Anche nel mondo contemporaneo vi sono poteri politici sacralizzati.
Siamo europei: anche nelle nostre società è così. La massima sacralizzazione
del potere politico si riscontra, nelle società europee, quelle del nostro
continente e quelle di colonizzazione europee, nella nostra Chiesa. Essa sotto
molti aspetti è ancora organizzata come un impero religioso, quindi come uno
stato, e ne possiede anche un simulacro qui da noi in città, nel quartiere
romano di Borgo. Lo definisce stato in modo non del
tutto conforme al Trattato che nel 1929 il papato romano,
regnante Achille Ratti - Pio 11°, concluse “ In nome della Santissima
Trinità”, come è scritto nel preambolo di quell’accordo internazionale,
con il Regno d’Italia, rappresentato nell’occasione del Duce del
Fascismo, Benito Mussolini. Infatti in quel Trattato si
legge che “è istituita la Città del Vaticano”, e mai si parla di
tale entità politica come di uno stato. Ma anche negli stati
dell’Unione Europea, benché basata sul principio della laicità delle
istituzioni pubbliche, si avvertono vari livelli di sacralizzazione del
potere politico. Una ripresa di sacralizzazione politica si avverte negli stati
dell’Europa orientale che all’inizio degli anni ’90 uscirono dal dominio dei
regimi comunisti. A livello simbolico, il mantenere il Crocifisso negli spazi
pubblici è una manifestazione di sacralizzazione delle
istituzioni pubbliche, anche se ora se ne propongono altre giustificazioni, in
genere poco convincenti dove vige il principio supremo della laicità
dello Stato.

• **SEZIONE DATI**:
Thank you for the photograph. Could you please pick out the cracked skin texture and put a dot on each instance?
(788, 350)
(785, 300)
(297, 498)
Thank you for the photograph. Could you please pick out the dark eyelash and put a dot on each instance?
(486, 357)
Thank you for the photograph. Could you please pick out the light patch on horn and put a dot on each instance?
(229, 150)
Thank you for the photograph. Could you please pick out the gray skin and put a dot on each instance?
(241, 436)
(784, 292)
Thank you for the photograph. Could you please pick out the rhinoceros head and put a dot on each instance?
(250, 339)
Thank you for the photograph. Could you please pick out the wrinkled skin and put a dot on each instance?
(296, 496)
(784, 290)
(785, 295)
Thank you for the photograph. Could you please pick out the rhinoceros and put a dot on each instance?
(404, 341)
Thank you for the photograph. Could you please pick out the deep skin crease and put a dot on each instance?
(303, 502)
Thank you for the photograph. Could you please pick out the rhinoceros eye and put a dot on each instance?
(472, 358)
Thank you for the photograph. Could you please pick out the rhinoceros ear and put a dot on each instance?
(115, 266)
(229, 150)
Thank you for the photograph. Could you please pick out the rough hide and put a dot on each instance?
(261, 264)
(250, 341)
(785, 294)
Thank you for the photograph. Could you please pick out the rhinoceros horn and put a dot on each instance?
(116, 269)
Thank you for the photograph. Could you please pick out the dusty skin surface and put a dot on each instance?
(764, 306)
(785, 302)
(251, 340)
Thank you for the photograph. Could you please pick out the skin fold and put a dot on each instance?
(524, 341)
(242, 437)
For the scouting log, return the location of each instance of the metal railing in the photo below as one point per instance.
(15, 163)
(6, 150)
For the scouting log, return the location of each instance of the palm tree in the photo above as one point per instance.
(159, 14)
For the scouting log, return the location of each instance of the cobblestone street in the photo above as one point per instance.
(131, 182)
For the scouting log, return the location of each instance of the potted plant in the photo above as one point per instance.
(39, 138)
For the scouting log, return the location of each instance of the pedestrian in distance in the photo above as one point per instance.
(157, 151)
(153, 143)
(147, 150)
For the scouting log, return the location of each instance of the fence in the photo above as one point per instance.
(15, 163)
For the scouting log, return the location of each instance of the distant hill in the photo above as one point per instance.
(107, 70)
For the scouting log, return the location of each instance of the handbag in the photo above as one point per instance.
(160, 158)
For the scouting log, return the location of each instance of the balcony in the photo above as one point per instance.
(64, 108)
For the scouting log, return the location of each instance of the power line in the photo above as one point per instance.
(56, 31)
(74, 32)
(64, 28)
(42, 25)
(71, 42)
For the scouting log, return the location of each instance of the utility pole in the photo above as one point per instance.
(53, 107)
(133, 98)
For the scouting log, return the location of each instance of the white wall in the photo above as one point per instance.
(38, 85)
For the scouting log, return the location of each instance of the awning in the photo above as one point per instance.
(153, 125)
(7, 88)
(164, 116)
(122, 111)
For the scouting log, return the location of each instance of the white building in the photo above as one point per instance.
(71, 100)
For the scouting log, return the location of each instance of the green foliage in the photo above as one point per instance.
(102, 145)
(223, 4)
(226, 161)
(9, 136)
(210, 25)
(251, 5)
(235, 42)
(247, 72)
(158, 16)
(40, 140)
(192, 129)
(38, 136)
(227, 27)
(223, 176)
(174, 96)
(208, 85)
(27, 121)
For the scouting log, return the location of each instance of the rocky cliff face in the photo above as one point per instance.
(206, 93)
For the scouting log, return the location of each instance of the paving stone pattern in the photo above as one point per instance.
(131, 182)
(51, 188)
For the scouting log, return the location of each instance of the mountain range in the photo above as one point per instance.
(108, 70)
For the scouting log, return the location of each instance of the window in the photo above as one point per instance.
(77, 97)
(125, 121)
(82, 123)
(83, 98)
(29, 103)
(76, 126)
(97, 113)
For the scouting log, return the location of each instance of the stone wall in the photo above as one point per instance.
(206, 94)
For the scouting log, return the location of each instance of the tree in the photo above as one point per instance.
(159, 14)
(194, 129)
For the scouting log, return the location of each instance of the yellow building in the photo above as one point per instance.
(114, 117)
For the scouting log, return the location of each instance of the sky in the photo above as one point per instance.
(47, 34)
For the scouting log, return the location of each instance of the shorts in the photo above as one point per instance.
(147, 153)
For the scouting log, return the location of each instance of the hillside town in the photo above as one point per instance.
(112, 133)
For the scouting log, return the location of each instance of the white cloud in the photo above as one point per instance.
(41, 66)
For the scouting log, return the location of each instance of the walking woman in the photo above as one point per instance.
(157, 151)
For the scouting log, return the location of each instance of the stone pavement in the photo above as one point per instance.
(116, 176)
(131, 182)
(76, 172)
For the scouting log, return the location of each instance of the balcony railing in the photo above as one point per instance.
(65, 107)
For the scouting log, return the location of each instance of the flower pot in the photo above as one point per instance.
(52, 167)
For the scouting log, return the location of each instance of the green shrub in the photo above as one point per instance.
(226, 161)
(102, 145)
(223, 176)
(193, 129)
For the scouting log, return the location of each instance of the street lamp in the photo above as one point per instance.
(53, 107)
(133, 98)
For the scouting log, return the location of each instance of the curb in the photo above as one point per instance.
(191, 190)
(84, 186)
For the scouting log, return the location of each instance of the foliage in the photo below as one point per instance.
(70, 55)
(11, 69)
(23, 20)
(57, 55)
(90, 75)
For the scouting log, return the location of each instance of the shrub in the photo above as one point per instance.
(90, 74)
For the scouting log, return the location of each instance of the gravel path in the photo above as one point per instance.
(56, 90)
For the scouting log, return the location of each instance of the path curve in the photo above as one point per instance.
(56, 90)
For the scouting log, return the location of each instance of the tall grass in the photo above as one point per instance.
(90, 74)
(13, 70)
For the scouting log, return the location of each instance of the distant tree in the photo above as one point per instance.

• **COMPITO SCRITTO 1**:
Riduci a un elenco puntato il paragrafo del brano che comincia con «Anche nel mondo contemporaneo», conservandone i fatti principali.
• **COMPITO SCRITTO 2**:
Individua nei record ogni riga che contiene la parola «rhinoceros» e ricopiala.
Il brano e i record costituiscono materiali distinti e indipendenti.

• **SOLUZIONE ESERCIZIO 1**:
- Anche oggi esistono poteri politici sacralizzati, comprese le società europee.
- Nelle società europee, del continente e di colonizzazione europea, la massima sacralizzazione del potere politico si trova nella Chiesa. Sotto molti aspetti la Chiesa è organizzata come un impero religioso, quindi come uno stato, e ne ha un simulacro nel quartiere romano di Borgo.
- Il Trattato del 1929 tra il papato romano e il Regno d'Italia, rappresentato da Benito Mussolini, stabilisce che «è istituita la Città del Vaticano». Il Trattato non definisce mai questa entità come uno stato.
- Anche negli stati dell'Unione Europea, pur fondata sulla laicità delle istituzioni pubbliche, si avvertono vari livelli di sacralizzazione del potere politico.
- Si nota una ripresa di sacralizzazione negli stati dell'Europa orientale usciti dai regimi comunisti all'inizio degli anni '90.
- Mantenere il Crocifisso negli spazi pubblici è, a livello simbolico, una sacralizzazione delle istituzioni pubbliche. Le altre giustificazioni proposte sono in genere poco convincenti dove vige la laicità dello Stato.

• **SOLUZIONE ESERCIZIO 2**:
Thank you for the photograph. Could you please pick out the rhinoceros head and put a dot on each instance?
Thank you for the photograph. Could you please pick out the rhinoceros and put a dot on each instance?
Thank you for the photograph. Could you please pick out the rhinoceros eye and put a dot on each instance?
Thank you for the photograph. Could you please pick out the rhinoceros ear and put a dot on each instance?
Thank you for the photograph. Could you please pick out the rhinoceros horn and put a dot on each instance?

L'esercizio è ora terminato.